* [PROBLEM DESCRIPTION]: How many lines in the data contain the string "sunglasses"? Case counts, and the reply should be only the number.

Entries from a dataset
◇ ◇ ◇ ◇

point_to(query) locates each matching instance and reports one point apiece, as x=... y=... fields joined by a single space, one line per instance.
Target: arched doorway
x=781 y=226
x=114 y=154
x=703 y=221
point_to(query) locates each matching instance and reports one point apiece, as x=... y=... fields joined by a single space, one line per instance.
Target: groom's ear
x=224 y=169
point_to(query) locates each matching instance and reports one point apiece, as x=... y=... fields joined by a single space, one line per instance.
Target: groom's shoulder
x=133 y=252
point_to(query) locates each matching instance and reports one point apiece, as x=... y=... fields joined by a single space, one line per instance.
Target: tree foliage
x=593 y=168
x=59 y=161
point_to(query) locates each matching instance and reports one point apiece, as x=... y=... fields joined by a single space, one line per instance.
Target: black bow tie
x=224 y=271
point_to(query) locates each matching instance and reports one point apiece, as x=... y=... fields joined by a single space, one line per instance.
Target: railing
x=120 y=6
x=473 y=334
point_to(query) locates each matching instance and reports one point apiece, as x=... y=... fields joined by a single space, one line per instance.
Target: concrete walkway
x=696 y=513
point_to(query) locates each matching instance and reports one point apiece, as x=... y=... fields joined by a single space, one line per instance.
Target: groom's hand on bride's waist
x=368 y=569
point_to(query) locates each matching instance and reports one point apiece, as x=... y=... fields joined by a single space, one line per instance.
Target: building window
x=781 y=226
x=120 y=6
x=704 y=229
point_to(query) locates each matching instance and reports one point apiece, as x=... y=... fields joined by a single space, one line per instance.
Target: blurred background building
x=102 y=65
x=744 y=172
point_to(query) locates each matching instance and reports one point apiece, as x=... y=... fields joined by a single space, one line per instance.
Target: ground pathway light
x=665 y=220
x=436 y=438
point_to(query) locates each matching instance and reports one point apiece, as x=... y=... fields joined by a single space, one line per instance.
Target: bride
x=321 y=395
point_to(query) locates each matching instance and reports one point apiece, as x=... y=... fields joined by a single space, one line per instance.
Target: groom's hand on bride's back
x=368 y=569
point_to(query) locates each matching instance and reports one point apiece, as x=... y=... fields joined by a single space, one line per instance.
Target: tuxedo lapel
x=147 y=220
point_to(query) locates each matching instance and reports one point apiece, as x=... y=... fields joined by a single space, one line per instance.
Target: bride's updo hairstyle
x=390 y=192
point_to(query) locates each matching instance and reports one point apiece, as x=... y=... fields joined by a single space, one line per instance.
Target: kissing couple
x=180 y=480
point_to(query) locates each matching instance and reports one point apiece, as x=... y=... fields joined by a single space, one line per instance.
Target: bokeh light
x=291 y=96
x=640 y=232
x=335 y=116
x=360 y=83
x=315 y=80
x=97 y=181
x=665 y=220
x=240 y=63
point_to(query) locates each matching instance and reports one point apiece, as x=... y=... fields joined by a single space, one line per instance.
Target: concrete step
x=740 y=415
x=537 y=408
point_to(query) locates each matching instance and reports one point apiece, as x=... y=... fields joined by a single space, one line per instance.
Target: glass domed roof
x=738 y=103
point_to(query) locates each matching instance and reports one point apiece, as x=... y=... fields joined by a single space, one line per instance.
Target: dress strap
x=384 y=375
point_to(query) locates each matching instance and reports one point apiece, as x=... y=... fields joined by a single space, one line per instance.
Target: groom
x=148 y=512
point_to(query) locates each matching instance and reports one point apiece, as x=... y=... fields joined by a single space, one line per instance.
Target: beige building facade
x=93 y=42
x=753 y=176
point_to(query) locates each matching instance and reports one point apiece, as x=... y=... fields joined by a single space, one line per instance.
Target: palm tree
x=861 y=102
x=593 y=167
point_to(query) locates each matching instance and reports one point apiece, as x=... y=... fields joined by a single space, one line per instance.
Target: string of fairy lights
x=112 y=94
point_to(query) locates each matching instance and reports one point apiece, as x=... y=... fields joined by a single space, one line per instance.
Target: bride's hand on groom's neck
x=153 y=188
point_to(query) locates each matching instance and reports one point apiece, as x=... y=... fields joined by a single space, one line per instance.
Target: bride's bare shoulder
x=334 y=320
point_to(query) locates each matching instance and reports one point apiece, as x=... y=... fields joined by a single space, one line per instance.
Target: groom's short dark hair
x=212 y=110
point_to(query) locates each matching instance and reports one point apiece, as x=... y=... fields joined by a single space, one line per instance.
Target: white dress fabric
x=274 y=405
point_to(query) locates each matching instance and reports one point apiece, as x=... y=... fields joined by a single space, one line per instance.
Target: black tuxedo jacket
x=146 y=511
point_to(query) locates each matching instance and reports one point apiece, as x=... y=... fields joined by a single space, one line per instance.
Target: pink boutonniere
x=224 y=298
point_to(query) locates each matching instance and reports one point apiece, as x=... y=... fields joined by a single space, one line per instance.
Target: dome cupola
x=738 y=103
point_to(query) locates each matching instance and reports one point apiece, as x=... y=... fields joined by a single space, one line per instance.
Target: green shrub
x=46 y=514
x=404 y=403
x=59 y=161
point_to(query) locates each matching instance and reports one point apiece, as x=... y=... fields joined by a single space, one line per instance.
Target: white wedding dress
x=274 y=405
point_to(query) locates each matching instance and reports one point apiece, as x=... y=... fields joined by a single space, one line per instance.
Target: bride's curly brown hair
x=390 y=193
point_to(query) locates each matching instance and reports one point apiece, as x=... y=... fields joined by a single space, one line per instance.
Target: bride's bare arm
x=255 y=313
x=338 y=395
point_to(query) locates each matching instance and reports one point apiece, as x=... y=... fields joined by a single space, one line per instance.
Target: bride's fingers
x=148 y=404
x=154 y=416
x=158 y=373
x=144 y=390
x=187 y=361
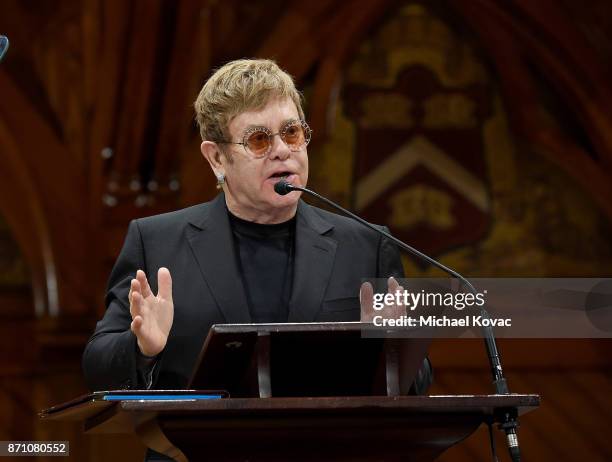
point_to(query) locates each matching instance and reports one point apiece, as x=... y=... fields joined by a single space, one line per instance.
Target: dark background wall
x=496 y=112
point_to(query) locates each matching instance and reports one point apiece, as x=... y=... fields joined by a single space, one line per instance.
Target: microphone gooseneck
x=4 y=43
x=510 y=422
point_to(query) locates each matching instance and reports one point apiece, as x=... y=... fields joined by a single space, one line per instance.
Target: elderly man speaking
x=249 y=256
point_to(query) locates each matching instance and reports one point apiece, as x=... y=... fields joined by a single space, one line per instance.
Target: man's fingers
x=164 y=284
x=366 y=299
x=392 y=285
x=136 y=325
x=136 y=307
x=144 y=284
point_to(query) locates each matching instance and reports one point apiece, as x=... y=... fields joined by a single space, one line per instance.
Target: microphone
x=510 y=423
x=3 y=45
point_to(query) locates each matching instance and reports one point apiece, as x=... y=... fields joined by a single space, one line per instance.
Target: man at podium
x=248 y=256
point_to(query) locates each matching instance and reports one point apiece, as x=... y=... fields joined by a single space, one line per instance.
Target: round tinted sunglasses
x=258 y=140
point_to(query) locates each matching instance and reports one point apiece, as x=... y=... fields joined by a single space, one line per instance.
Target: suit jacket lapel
x=212 y=243
x=314 y=259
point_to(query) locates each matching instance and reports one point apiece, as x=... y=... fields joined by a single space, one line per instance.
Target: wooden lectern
x=299 y=392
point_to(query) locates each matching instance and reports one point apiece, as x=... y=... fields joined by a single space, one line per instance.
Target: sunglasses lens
x=258 y=143
x=294 y=135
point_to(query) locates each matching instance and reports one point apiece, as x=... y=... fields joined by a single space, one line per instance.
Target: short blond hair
x=238 y=86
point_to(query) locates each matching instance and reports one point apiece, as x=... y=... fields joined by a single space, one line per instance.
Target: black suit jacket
x=332 y=255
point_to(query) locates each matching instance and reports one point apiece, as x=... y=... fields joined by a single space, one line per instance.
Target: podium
x=299 y=392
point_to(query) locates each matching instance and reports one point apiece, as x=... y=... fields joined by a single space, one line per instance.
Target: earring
x=220 y=180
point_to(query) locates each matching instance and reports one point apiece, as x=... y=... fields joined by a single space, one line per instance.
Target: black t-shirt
x=265 y=258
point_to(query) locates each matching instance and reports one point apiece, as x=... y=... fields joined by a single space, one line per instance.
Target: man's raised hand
x=366 y=298
x=152 y=315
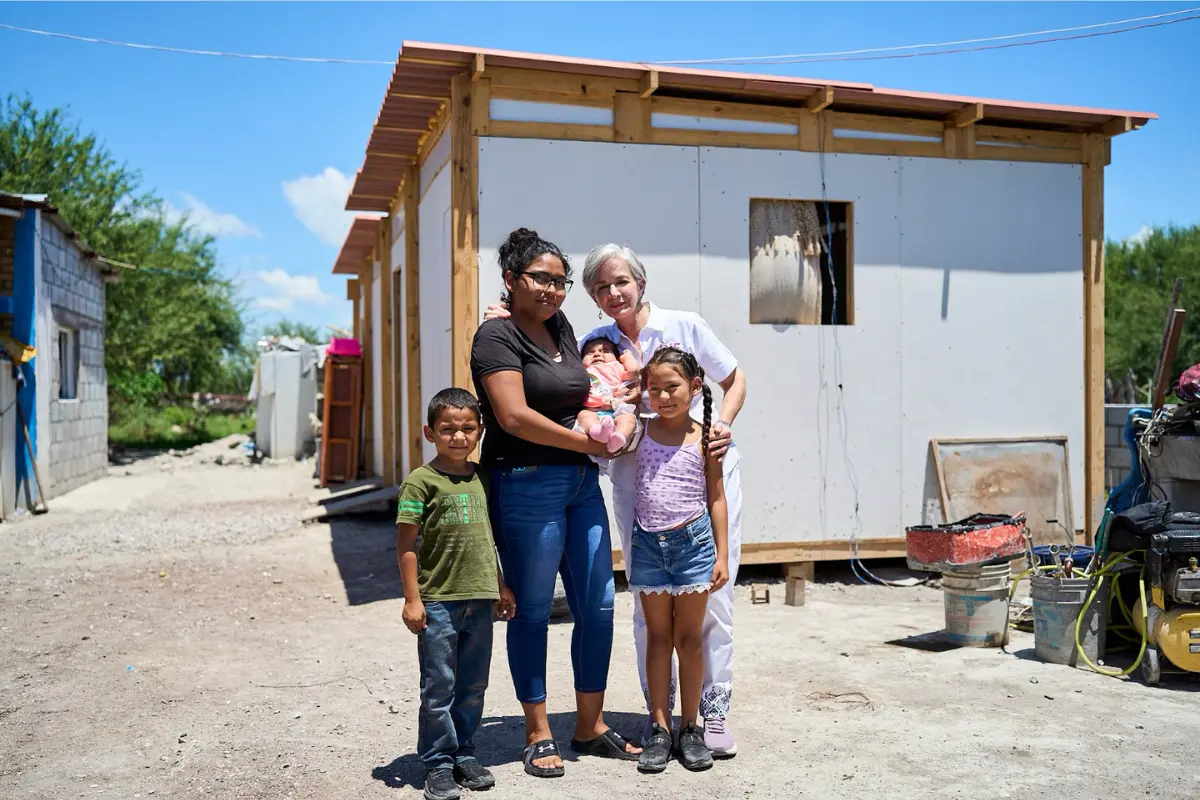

◇ ◇ ◇ ◇

* [EXERCISE RESULT]: 2